--- MATERIALS PROVIDED ---

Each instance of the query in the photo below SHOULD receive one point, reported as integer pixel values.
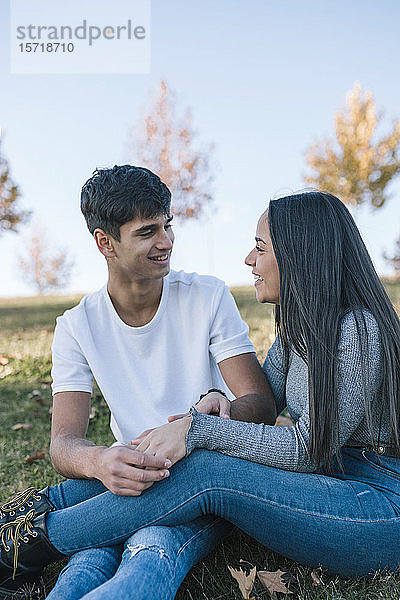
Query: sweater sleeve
(287, 448)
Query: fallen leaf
(272, 581)
(316, 576)
(245, 582)
(37, 455)
(18, 426)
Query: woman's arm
(283, 447)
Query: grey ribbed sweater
(286, 448)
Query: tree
(164, 142)
(43, 266)
(356, 166)
(10, 215)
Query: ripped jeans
(347, 523)
(152, 563)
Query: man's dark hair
(112, 197)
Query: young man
(154, 340)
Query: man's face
(145, 248)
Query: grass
(25, 397)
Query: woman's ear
(105, 243)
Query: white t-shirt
(147, 373)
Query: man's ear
(104, 242)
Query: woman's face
(264, 266)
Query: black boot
(23, 502)
(23, 587)
(25, 547)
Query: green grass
(25, 397)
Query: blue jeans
(152, 566)
(348, 523)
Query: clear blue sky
(263, 80)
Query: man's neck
(136, 302)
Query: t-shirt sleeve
(228, 332)
(70, 371)
(287, 448)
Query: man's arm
(119, 468)
(254, 399)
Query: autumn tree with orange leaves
(165, 142)
(356, 165)
(10, 215)
(43, 266)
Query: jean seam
(114, 540)
(208, 526)
(193, 537)
(380, 468)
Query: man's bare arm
(254, 399)
(119, 468)
(71, 454)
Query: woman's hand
(168, 441)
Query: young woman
(325, 492)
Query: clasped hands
(169, 440)
(131, 469)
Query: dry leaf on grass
(18, 426)
(37, 455)
(316, 576)
(272, 581)
(245, 582)
(284, 422)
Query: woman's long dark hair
(326, 271)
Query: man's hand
(122, 469)
(168, 440)
(213, 403)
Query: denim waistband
(379, 450)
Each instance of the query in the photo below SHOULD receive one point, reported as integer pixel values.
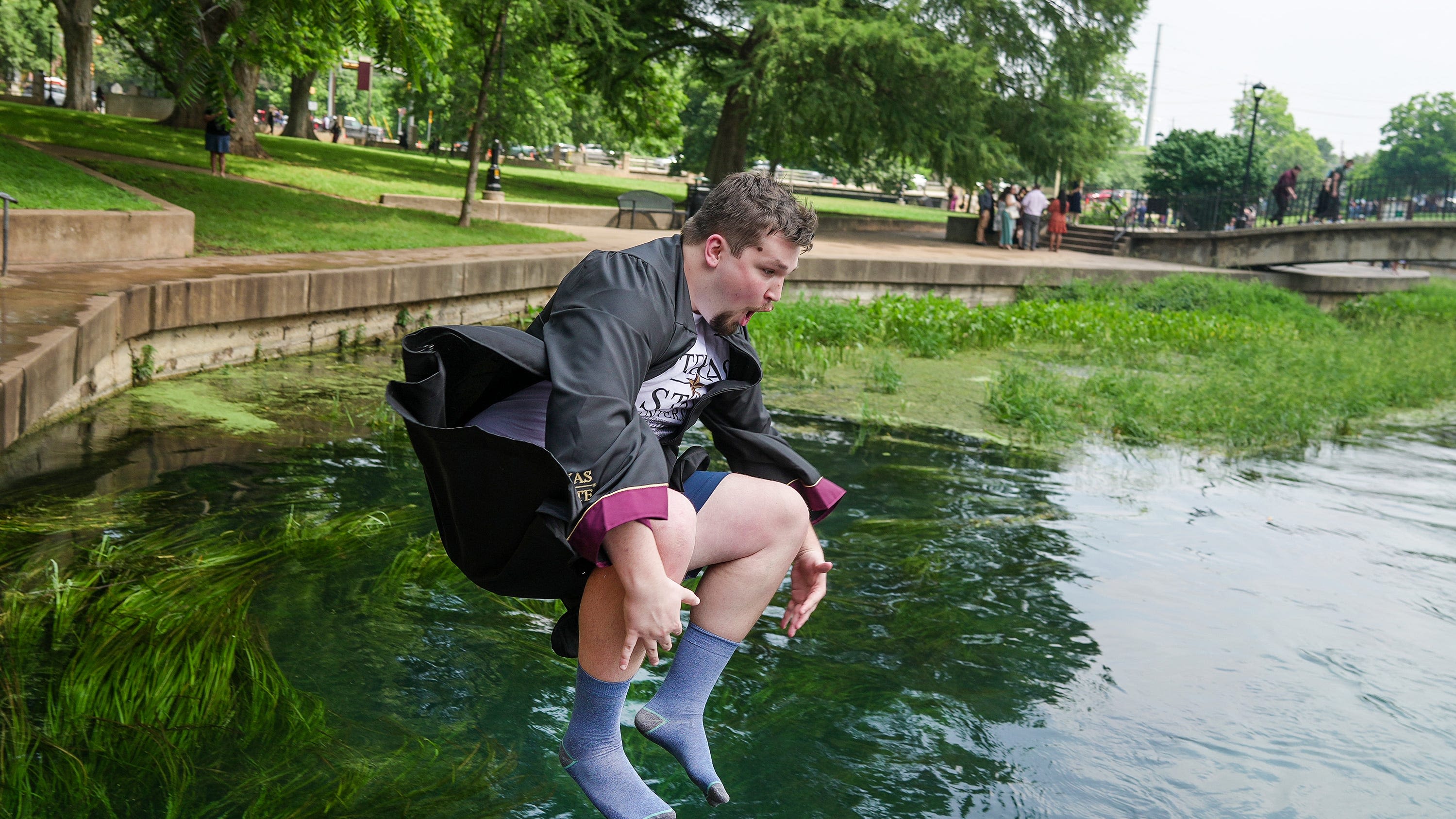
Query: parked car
(54, 89)
(596, 155)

---

## EXERCISE AIM
Pictures aside, reproduce the listing above exactly.

## ANSWER FOR THE TASK
Each instance of the query in the photo below SHOULD receive one point, reported as integer pixel values.
Query: sweater sleeve
(287, 448)
Query: fallen leaf
(272, 581)
(316, 576)
(245, 582)
(37, 455)
(18, 426)
Query: woman's arm
(283, 447)
Query: grey ribbed sweater
(286, 448)
Query: tree
(164, 142)
(43, 266)
(356, 166)
(10, 215)
Query: ripped jeans
(347, 523)
(152, 563)
Query: man's dark hair
(112, 197)
Query: young man
(154, 340)
Query: man's face
(145, 248)
Query: grass
(25, 397)
Query: woman's ear
(105, 243)
Query: white t-shirt
(147, 373)
Query: man's ear
(104, 242)
Query: woman's face
(264, 266)
Query: black boot
(23, 502)
(23, 587)
(25, 547)
Query: green grass
(25, 397)
Query: blue jeans
(152, 566)
(348, 523)
Query: clear blue sky
(263, 80)
Query: man's neck
(136, 302)
Query: t-shirt sleeve
(228, 332)
(70, 371)
(287, 448)
Query: man's arm
(119, 468)
(254, 399)
Query: autumn tree with orange leaves
(165, 142)
(356, 165)
(10, 215)
(43, 266)
Query: jean seam
(114, 540)
(208, 526)
(193, 537)
(380, 468)
Query: man's bare arm
(254, 399)
(119, 468)
(71, 454)
Query: woman's hand
(168, 441)
Query: young woman
(325, 492)
Query: clasped hands
(169, 440)
(131, 469)
Query: dry leaf on grass
(18, 426)
(37, 455)
(316, 576)
(272, 581)
(245, 582)
(284, 422)
Query: woman's long dark hair
(326, 271)
Query: man's hand
(122, 469)
(168, 440)
(213, 403)
Query: denim waistband
(379, 450)
Each instance of the query in the photo below SHOULD receive one point, reported as integer pixel values.
Query: parked car
(54, 89)
(596, 155)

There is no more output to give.